==== GIVEN RECORDS

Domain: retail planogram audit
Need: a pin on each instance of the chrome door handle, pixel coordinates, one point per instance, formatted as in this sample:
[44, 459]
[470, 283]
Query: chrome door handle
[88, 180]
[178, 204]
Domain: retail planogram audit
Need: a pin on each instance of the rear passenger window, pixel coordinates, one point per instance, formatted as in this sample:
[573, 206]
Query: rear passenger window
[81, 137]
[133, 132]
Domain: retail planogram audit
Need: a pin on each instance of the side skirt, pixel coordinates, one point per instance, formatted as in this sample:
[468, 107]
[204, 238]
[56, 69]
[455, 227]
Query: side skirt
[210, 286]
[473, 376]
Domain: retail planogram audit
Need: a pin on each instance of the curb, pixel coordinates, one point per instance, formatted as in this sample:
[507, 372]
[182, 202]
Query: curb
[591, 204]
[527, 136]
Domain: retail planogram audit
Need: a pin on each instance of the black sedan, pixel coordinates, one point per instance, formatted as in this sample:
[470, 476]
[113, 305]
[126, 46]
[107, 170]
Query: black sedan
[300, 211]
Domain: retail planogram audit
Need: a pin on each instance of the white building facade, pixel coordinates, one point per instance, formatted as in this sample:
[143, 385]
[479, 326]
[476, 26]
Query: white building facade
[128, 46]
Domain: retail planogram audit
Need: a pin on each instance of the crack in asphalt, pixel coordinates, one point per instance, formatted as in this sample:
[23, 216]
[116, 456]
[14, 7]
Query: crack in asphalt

========

Nothing in the data may differ; print all of it exactly as written.

> _EXERCISE RESPONSE_
Domain: retail planogram audit
Need: a pin on each instance of the chrome door handle, pixel coordinates, one point per instance, formatted as in this sample:
[44, 459]
[470, 283]
Query: chrome door handle
[88, 180]
[178, 204]
Domain: retail planogram audit
Need: a pin on each instance of the rear passenger window, pixel coordinates, one point per instance, formatted as in this sample:
[573, 206]
Query: rear passenger window
[81, 137]
[133, 132]
Domain: retail planogram audit
Need: a pin on each instance of the side skirt, pixel coordinates, one point per instance, formatted as in this sample:
[468, 107]
[204, 238]
[56, 69]
[455, 227]
Query: side skirt
[210, 286]
[473, 376]
Domain: retail planogram audit
Need: a pin on each instance of the curb, pixel coordinates, one point per instance, formatted as in this sample:
[507, 372]
[182, 202]
Query: curb
[591, 204]
[527, 136]
Domain: retail planogram audit
Need: a pin on each instance of the black sedan, pixel coordinates, one point per instance, formatted as in this sample:
[470, 476]
[113, 305]
[126, 46]
[107, 170]
Query: black sedan
[300, 211]
Domain: retail planogram audit
Need: a pin on each instance of the white building facade, pixel coordinates, one point per instance, formatted as in this sample:
[143, 385]
[479, 326]
[476, 26]
Query: white building facade
[128, 46]
Domain: retail planogram audit
Need: a pin on each instance of the crack in asphalt, pixel coordinates, one point per instance, formatted as in this sample:
[23, 216]
[116, 456]
[14, 7]
Query: crack in asphalt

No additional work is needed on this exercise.